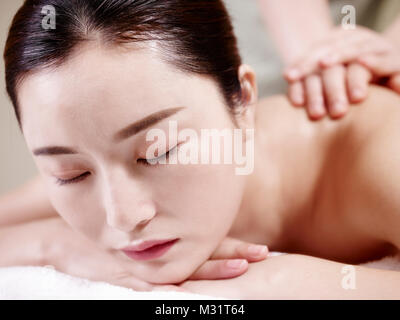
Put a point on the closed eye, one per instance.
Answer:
(73, 180)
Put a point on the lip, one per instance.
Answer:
(148, 250)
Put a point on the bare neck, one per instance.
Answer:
(278, 200)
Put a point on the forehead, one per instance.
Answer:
(97, 89)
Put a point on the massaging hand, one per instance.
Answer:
(72, 253)
(338, 69)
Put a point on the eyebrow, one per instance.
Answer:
(123, 134)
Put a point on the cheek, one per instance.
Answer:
(208, 199)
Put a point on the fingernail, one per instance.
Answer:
(236, 264)
(292, 74)
(339, 108)
(257, 250)
(317, 108)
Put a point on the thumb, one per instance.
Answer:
(231, 248)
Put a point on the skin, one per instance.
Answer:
(322, 61)
(308, 193)
(85, 106)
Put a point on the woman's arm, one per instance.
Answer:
(25, 203)
(295, 276)
(296, 25)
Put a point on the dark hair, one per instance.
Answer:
(196, 36)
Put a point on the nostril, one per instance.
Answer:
(143, 223)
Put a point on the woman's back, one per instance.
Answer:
(342, 169)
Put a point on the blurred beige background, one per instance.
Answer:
(16, 163)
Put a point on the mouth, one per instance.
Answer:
(150, 250)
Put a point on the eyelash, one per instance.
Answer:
(166, 155)
(142, 161)
(73, 180)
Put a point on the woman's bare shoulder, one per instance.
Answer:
(380, 106)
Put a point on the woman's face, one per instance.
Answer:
(83, 105)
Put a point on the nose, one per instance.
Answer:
(127, 206)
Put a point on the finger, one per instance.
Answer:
(169, 288)
(348, 52)
(236, 249)
(220, 269)
(394, 82)
(381, 65)
(296, 93)
(335, 91)
(314, 97)
(329, 50)
(357, 79)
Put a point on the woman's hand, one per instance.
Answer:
(338, 69)
(230, 260)
(261, 281)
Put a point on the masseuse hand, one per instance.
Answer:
(72, 253)
(338, 69)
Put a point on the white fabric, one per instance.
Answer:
(31, 282)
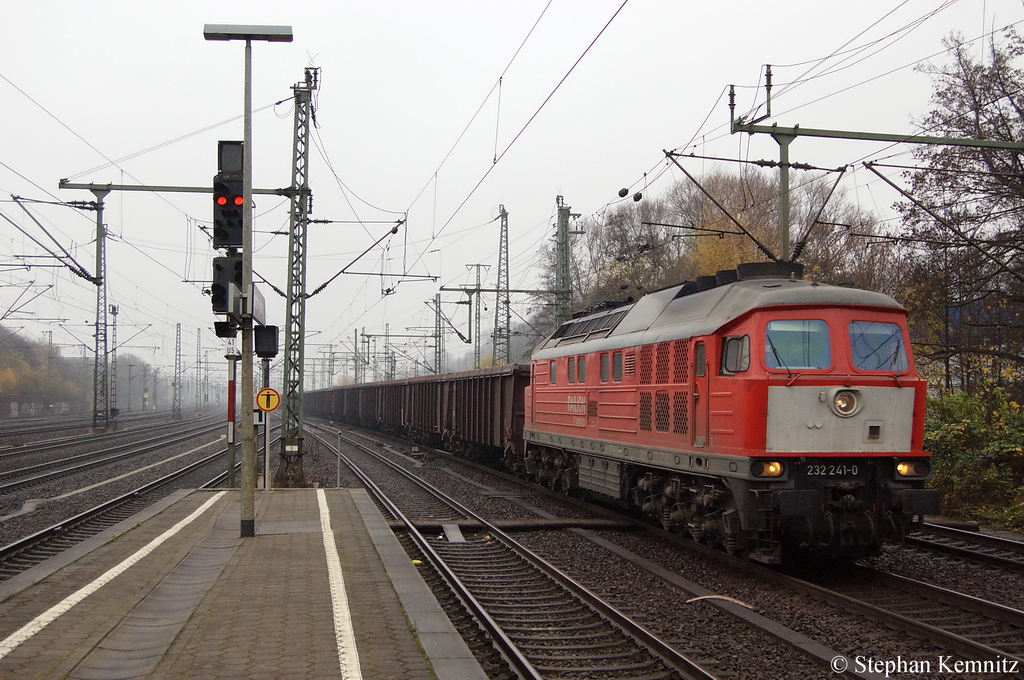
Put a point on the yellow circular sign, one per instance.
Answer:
(267, 399)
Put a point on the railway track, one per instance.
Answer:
(35, 549)
(22, 427)
(544, 624)
(991, 550)
(43, 472)
(971, 628)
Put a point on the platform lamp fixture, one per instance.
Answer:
(248, 34)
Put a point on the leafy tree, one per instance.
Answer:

• • • • • • •

**ASSIGNMENT**
Whenever the word "bare" occurs in a line above, copy that line.

**EXERCISE SOLUTION**
Put a point on the bare neck, one per instance.
Put a point on the woman's bare shoulder, one per instance.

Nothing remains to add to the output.